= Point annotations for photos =
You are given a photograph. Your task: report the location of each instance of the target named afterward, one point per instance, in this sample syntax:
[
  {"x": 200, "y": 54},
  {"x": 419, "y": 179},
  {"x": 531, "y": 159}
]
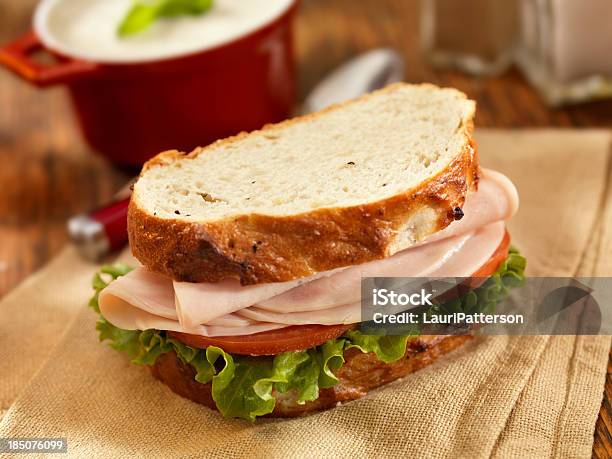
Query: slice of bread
[
  {"x": 360, "y": 374},
  {"x": 353, "y": 183}
]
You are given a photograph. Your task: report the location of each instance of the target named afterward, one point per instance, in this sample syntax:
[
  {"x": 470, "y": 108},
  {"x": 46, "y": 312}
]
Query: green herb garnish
[{"x": 144, "y": 13}]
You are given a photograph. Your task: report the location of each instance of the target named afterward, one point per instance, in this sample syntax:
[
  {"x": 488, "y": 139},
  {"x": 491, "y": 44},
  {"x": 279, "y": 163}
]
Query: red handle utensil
[{"x": 100, "y": 232}]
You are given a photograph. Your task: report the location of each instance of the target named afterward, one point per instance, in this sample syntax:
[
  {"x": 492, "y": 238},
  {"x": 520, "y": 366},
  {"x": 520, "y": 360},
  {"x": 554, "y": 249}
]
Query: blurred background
[{"x": 47, "y": 172}]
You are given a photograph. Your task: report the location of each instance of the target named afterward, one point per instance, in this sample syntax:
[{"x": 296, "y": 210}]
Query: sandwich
[{"x": 253, "y": 249}]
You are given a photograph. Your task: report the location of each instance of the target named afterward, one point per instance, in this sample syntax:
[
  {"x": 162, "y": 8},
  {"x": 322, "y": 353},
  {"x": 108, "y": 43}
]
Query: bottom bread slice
[{"x": 360, "y": 374}]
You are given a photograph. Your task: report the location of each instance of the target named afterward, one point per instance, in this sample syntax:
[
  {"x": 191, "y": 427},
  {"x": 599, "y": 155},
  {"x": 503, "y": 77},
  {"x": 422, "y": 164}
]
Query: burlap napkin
[{"x": 501, "y": 396}]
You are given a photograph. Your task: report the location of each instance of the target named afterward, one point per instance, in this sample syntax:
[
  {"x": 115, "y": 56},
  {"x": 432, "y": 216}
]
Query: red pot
[{"x": 131, "y": 111}]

= Problem description =
Please identify every line in the items above that contains the string "slice", and copy each of those lines in full. Matching is case-sensitive.

= Result of this task =
Query: slice of bread
Query: bottom bread slice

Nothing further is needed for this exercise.